Please count how many lines of the data below contain the string "blue" and give only that number.

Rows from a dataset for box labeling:
- - - - -

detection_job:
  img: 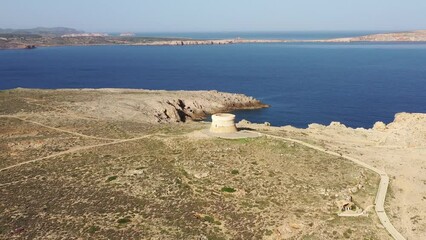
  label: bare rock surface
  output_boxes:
[3,89,268,123]
[238,113,426,239]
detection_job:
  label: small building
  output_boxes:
[210,113,238,133]
[336,200,356,212]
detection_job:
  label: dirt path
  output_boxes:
[262,133,405,240]
[0,134,158,172]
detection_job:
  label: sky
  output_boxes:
[0,0,426,32]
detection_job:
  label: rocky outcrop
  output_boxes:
[56,89,268,123]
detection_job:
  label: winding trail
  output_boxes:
[0,115,405,240]
[0,115,122,141]
[0,134,159,172]
[260,131,405,240]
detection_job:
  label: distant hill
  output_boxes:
[0,27,84,36]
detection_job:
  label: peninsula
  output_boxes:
[0,28,426,49]
[0,89,426,239]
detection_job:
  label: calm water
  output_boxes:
[0,41,426,127]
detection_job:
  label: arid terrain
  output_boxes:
[0,89,402,239]
[0,30,426,49]
[240,113,426,239]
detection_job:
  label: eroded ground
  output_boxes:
[0,89,389,239]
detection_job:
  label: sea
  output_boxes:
[0,32,426,128]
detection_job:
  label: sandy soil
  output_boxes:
[240,113,426,239]
[0,89,394,239]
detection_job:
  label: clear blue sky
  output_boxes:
[0,0,426,32]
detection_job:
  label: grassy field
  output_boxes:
[0,90,389,239]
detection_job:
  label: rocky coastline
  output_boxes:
[0,30,426,49]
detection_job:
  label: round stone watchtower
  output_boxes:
[210,113,238,133]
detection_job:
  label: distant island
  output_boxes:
[0,27,426,49]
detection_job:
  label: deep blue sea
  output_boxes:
[0,33,426,127]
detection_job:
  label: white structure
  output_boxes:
[210,113,238,133]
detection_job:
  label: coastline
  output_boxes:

- - - - -

• SOLUTION BELOW: 2